About this exercise
Ignoring the pictures, copy the data exactly.

Entries shown

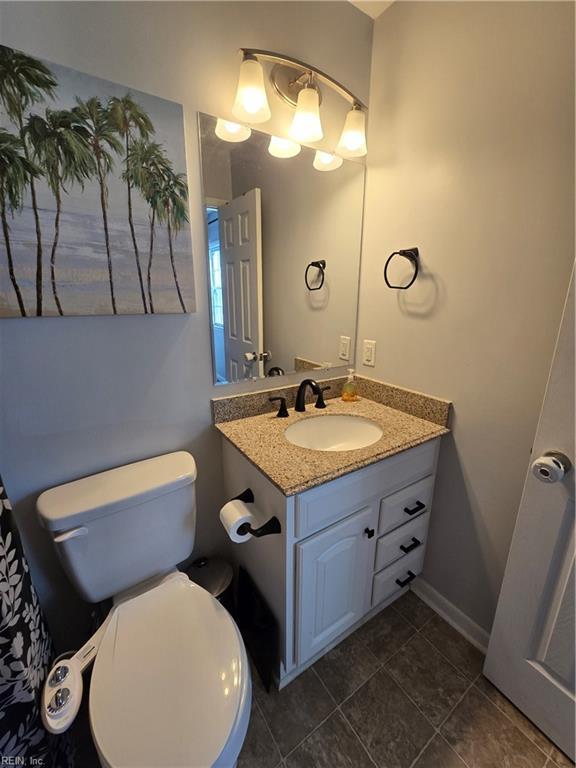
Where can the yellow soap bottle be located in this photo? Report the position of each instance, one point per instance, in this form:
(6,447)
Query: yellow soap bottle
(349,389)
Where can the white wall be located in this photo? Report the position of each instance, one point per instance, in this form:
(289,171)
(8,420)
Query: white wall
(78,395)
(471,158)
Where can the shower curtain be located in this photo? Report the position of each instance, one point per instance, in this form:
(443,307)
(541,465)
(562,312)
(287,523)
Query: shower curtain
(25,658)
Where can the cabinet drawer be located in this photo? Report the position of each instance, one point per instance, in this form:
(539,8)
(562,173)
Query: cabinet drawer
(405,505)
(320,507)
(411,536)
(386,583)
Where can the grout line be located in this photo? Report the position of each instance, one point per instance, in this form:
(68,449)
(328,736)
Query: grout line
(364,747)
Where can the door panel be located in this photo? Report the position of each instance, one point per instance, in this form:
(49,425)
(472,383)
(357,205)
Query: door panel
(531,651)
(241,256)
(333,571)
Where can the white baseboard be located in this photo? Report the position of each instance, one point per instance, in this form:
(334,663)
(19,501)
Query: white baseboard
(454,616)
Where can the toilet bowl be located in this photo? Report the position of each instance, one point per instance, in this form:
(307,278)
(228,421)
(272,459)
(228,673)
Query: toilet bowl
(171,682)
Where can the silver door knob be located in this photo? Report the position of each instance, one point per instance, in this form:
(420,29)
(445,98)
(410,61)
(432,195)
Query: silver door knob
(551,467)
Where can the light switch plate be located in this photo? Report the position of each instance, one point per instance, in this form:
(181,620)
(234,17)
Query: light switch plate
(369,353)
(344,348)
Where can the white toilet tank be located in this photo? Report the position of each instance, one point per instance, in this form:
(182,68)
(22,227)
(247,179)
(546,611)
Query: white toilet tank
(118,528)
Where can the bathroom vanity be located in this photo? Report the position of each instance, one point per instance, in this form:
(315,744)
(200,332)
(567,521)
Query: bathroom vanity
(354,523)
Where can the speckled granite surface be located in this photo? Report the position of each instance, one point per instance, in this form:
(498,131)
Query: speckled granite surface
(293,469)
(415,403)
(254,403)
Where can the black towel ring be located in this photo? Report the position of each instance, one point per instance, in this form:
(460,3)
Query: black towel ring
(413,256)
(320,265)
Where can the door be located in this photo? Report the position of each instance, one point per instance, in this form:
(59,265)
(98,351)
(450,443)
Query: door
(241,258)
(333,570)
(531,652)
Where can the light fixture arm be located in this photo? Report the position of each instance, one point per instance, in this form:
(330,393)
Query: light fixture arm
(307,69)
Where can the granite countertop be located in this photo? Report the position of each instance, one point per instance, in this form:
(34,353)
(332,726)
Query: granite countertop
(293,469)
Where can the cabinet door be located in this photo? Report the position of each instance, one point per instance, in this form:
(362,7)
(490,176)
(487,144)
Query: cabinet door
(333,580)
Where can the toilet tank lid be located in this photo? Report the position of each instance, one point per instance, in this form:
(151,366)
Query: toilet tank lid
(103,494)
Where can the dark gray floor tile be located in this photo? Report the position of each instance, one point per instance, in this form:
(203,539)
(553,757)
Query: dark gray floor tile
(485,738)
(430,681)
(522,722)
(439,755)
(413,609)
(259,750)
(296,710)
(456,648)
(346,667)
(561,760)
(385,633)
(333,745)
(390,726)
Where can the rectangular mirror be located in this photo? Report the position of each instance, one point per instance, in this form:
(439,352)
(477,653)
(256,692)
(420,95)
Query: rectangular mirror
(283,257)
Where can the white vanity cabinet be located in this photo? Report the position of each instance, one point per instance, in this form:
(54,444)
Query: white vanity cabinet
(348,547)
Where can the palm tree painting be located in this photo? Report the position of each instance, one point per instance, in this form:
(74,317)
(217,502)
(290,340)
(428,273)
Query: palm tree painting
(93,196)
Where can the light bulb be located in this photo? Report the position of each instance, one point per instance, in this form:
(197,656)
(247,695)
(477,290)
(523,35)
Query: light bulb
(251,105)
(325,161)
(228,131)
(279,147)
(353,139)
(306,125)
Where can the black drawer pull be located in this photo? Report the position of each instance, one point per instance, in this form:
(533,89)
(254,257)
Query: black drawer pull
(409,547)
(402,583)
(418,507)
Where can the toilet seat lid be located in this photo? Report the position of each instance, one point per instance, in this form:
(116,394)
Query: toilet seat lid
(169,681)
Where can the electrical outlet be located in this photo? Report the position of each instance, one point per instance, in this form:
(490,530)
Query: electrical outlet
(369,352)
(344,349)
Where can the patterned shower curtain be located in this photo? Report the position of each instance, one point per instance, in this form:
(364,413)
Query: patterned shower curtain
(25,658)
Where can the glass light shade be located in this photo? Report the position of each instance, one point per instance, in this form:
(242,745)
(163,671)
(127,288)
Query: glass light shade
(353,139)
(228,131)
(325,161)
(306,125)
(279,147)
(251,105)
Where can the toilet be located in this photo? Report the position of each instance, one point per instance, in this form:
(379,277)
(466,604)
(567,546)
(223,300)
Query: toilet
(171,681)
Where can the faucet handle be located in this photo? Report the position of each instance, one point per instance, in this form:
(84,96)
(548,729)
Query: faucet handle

Response to this exercise
Where can the yellow soap bottle be located in this photo? Report the position of each instance, one point per instance, in this form:
(6,447)
Query: yellow soap bottle
(349,389)
Where can the white wall be located in this photo? Report the position of each instance, one point per instance, in this form:
(289,171)
(8,420)
Query: white wall
(78,395)
(471,158)
Where can the shower curtain be located in this photo? Report the position of each instance, one point per instance, in this form:
(443,307)
(541,465)
(562,312)
(287,523)
Query: shower curtain
(25,658)
Where can the cabinet drawer be located in this photo? Report the position of each instance, one point per instance, in this form:
(539,8)
(562,173)
Query: cabinet drawer
(405,505)
(320,507)
(411,536)
(386,583)
Where can the grout line be located in this photo? Report the position of each instance, one point per instance, in this form:
(68,449)
(328,736)
Query: grout line
(364,747)
Where can the door panel be located in this photo? Report the position of each instance, one point per instance, in this form:
(49,425)
(472,383)
(357,205)
Query: door panel
(531,651)
(241,256)
(333,571)
Where can the white baseboard be located in this photo? Report the position of each instance, one point per instance, in this form:
(334,663)
(19,501)
Query: white baseboard
(454,616)
Where can the toilet bowl be located in this photo? Report the position of each instance, one point per instance, in this form:
(307,278)
(228,421)
(272,459)
(228,673)
Query: toilet bowl
(171,682)
Where can the silver door knob be located in this photo? Report the position of each instance, one point per instance, in this form:
(420,29)
(445,98)
(410,61)
(432,195)
Query: silver door knob
(551,467)
Where can the light switch plate be located in this photo? Report the position of each instance, one point per instance, in this form:
(181,620)
(234,17)
Query: light switch plate
(369,353)
(344,348)
Where can the white toilet tank be located in this photo? Report the position of each instance, one point per instance, in this form:
(182,68)
(22,227)
(247,179)
(546,611)
Query: white toilet tank
(118,528)
Where can the bathroom vanity be located in this photo? Report the position of each instance, one point per instance, in this form:
(315,744)
(200,332)
(567,521)
Query: bathroom vanity
(354,523)
Where can the speckled granite surface be located in this photo? Report the position of each instance, one point per instance, in this form:
(498,131)
Query: speckled granite surface
(293,469)
(415,403)
(254,403)
Where can the black towel ring be located in this photo? Report the position of each instance, one point per instance, in this form:
(460,3)
Query: black towel ring
(413,256)
(320,265)
Where can the door be located in this photo? Report the position of each instance, one point per instance, in this form:
(59,265)
(98,351)
(450,443)
Query: door
(241,258)
(333,570)
(531,652)
Where can the light fixture arm be located in this photo? Report the position of each instance, one point per instance, in this form:
(330,393)
Query: light fixture arm
(307,69)
Where can the granite countertop be located in this photo? Report the position of each instance, one point per instance, in this form:
(34,353)
(332,726)
Query: granite countertop
(293,469)
Where can the cabinet door be located in this photo? Report the position of each instance, one point per instance, in this form:
(362,7)
(490,176)
(487,144)
Query: cabinet door
(333,580)
Where can the toilet tank lid be located in this photo? Report the position of each instance, one point per instance, in this form:
(151,366)
Query: toilet tank lid
(103,494)
Where can the dark gray floor tile be located in this photo? Report the position of each instance, one point per instance, in this form:
(203,539)
(553,757)
Query: dark gray floor tile
(485,738)
(430,681)
(522,722)
(439,755)
(413,609)
(259,750)
(296,710)
(456,648)
(346,667)
(561,760)
(385,633)
(333,745)
(390,726)
Where can the rectangular mirror be located in this photo? Report the position of each instance, one point per instance, in this form:
(439,352)
(477,653)
(256,692)
(420,95)
Query: rectangular mirror
(283,257)
Where can the white vanity cabinet be located in this photo? Report the position of each instance, one point per instance, in this form:
(54,444)
Query: white vanity cabinet
(348,547)
Where can the palm tree painting be located in this photo? Report the position of each instance, one point per instance, in this form:
(74,317)
(217,502)
(290,340)
(428,273)
Query: palm tree painting
(93,196)
Where can the light bulb be located in this photo? Report the position of each instance, one point per instance, in this form:
(197,656)
(247,695)
(477,290)
(523,35)
Query: light bulb
(251,105)
(325,161)
(228,131)
(279,147)
(353,139)
(306,125)
Where can the black drawer pull be located in this photo? Report the position of each instance, one point per instance, in this form:
(533,89)
(254,257)
Query: black drawer pull
(409,547)
(402,583)
(418,507)
Where can the toilet seat lid be located in this photo? Report the position of each instance, one point per instance, in this form:
(116,394)
Query: toilet seat lid
(169,681)
Where can the electrical outlet be located in this photo? Report the position of each instance, one point per instance, in this form:
(490,530)
Query: electrical outlet
(369,352)
(344,349)
Where can the patterned shower curtain be located in this photo? Report the position of each instance, one point per instance, in this form:
(364,413)
Query: patterned shower curtain
(25,658)
Where can the glass light shade be located in this photo? Report the position of each instance, one point per instance, in this form:
(242,745)
(163,671)
(127,288)
Query: glass light shade
(353,139)
(228,131)
(325,161)
(306,125)
(279,147)
(251,105)
Where can the toilet be located in this photo? Report the position of each instance, one point per instance, in this form:
(379,277)
(466,604)
(567,546)
(223,300)
Query: toilet
(171,681)
Where can the faucet handle be located in this photo? Report the position of each instance, one point per instance, in this form:
(84,96)
(548,729)
Query: faucet handle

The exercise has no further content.